• _Study material_
-------------------------

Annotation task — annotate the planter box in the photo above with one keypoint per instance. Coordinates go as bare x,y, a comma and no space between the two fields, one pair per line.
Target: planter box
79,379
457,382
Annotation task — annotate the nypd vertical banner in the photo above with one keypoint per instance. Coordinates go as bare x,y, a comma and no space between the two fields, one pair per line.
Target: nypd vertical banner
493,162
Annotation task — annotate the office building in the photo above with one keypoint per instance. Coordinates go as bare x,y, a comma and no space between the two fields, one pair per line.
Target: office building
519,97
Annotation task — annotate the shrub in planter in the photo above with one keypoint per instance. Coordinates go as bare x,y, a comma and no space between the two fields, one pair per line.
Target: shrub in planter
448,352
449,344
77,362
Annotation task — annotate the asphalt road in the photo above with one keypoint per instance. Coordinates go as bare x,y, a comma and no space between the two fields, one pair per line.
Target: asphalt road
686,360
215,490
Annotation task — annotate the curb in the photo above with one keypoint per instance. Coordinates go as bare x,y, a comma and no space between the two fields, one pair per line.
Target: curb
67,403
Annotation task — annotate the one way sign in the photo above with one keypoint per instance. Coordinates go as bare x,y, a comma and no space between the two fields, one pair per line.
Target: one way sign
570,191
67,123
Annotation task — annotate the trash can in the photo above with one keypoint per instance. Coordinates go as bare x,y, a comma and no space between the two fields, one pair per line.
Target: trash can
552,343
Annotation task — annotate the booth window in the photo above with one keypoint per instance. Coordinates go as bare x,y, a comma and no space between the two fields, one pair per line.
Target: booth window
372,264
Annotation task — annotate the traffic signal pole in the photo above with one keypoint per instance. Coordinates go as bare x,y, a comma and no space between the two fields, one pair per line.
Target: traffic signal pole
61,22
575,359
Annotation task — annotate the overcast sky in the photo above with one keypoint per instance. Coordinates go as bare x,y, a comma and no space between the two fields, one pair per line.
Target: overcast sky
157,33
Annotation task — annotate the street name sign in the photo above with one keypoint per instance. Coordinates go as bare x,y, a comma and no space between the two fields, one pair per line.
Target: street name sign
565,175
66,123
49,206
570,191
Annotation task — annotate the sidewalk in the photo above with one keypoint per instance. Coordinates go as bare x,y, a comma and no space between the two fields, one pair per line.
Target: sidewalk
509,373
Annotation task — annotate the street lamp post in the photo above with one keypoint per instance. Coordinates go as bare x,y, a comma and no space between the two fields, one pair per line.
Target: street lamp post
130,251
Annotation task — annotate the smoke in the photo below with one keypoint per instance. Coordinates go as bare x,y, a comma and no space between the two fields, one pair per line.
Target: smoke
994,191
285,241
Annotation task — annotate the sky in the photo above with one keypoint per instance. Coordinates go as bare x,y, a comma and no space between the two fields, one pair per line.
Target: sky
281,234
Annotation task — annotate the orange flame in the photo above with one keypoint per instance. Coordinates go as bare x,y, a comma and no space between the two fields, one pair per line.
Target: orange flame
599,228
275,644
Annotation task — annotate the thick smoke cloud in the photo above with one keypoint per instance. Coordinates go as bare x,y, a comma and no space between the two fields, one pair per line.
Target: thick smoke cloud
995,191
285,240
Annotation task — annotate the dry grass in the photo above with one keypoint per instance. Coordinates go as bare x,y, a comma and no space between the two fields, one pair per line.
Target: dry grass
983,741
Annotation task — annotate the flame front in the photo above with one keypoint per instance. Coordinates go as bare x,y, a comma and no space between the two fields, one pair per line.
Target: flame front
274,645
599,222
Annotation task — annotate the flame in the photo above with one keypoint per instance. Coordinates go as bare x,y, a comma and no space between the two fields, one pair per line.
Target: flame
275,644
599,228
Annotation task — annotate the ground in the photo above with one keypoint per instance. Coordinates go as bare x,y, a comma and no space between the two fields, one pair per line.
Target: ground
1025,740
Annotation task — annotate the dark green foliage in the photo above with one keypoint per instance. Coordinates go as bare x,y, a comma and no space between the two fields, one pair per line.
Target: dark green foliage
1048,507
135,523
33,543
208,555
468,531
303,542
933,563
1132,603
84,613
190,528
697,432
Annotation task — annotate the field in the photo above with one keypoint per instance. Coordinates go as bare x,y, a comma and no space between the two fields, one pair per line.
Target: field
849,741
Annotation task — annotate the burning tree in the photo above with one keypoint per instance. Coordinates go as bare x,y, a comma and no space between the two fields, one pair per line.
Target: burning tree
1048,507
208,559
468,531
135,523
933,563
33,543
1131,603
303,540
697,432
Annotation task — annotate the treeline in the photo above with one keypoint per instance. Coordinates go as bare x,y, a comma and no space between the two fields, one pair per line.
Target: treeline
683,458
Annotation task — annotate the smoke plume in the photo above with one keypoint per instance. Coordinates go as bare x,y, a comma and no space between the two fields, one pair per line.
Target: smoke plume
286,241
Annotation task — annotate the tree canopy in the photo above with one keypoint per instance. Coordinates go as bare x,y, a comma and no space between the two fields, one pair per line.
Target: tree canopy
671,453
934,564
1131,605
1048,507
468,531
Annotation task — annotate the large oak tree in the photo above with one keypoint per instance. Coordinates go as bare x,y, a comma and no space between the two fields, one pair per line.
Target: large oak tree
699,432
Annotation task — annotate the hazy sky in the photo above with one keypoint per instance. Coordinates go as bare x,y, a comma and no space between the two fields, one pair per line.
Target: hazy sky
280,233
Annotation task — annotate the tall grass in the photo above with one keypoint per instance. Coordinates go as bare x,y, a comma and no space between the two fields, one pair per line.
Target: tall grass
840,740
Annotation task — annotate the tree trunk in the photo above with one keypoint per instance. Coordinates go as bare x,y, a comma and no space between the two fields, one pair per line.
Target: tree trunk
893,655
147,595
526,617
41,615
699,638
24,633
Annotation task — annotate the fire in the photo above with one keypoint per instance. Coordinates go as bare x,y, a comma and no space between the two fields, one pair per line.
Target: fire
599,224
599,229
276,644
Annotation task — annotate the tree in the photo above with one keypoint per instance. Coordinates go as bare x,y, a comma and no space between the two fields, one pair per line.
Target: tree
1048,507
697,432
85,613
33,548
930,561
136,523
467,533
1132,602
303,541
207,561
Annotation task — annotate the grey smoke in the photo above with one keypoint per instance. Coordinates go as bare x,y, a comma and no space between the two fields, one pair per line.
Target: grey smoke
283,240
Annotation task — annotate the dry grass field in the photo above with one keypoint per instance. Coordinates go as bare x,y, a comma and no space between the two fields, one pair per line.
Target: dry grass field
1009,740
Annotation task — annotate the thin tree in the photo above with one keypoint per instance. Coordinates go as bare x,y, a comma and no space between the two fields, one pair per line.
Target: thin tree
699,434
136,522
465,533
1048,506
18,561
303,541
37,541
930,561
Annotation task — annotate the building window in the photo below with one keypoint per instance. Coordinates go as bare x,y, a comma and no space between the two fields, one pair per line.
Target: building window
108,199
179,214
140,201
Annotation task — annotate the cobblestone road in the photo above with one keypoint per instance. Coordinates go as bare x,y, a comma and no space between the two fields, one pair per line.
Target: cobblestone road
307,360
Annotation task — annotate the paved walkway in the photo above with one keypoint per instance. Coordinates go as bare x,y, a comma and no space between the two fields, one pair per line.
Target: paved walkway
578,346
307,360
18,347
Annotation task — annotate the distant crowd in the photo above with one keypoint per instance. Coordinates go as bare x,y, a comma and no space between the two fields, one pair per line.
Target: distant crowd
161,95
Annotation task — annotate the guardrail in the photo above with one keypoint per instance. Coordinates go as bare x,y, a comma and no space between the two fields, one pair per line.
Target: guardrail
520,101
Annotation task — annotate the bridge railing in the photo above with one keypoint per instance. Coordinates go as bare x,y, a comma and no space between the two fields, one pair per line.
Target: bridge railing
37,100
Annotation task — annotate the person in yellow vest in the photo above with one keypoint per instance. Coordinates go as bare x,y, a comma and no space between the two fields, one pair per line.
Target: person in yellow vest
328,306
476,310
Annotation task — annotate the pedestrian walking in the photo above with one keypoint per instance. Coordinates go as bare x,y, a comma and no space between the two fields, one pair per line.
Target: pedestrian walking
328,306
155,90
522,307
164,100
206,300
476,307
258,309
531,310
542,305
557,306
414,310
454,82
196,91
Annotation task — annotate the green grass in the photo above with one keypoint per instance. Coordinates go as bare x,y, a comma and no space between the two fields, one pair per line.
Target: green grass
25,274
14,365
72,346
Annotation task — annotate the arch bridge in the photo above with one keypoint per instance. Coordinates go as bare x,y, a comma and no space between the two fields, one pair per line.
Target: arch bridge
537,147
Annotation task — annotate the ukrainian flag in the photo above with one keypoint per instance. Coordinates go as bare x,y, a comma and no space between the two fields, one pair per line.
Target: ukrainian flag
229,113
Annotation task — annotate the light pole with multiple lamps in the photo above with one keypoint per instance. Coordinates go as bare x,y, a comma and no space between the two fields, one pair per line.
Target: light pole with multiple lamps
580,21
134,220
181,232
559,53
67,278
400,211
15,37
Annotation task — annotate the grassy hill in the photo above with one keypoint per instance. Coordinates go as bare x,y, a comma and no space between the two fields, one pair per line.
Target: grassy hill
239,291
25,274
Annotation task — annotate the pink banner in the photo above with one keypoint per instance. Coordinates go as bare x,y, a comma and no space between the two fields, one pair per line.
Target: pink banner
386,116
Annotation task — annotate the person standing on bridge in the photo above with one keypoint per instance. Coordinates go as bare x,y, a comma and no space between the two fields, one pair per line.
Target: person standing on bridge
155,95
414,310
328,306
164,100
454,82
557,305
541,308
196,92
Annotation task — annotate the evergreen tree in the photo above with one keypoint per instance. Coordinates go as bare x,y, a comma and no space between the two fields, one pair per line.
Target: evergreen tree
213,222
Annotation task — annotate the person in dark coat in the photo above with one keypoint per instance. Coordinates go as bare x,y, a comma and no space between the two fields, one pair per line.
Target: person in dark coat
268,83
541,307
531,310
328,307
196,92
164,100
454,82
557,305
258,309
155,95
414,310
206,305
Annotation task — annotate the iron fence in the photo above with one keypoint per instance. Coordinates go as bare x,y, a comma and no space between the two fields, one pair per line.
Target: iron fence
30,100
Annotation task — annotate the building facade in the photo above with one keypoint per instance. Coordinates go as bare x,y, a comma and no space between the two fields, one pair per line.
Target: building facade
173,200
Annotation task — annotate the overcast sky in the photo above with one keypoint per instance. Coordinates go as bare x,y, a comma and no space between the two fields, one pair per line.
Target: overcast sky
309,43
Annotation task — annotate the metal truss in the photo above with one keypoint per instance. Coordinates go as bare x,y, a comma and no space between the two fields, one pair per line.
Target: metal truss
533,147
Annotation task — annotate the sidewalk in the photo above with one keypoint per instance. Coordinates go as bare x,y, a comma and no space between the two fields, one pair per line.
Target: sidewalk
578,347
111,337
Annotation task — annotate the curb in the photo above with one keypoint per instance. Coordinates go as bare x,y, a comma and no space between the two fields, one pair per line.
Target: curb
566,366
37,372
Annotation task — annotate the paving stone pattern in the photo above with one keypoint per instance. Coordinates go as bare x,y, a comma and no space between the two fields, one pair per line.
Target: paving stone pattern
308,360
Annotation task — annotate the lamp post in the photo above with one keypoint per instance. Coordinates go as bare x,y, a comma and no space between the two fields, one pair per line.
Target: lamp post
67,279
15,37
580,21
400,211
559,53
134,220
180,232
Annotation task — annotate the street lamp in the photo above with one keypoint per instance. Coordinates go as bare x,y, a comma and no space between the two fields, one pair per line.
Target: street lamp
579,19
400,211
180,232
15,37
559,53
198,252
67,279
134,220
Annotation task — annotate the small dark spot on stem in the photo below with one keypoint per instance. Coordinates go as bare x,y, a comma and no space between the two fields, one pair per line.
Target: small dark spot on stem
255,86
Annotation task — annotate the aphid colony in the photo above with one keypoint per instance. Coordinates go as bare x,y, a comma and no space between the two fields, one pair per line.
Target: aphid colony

-------------------------

In the listing above, find the line with "Target: sky" and the line with "Annotation task — annotate the dry grass in". Output those two lines and every line between them, exactly as written.

Target: sky
281,234
Annotation task — annotate the orange flame in the photo above with one keypoint per instance. Coordinates go as bare x,y, a comma and no space between the two fields, one pair per line.
Target: orange flame
599,228
275,644
Annotation task — annotate the thick smoke cloud in the photo above with one keypoint per instance. Coordinates go as bare x,y, a comma and no space between the two fields, one pair per line.
Target: thick smoke cloud
995,191
285,240
Annotation task — annotate the dry grass in the photo above with one keypoint per instance. Coordinates go as bare x,y, a comma and no space between the two fields, one pair per line.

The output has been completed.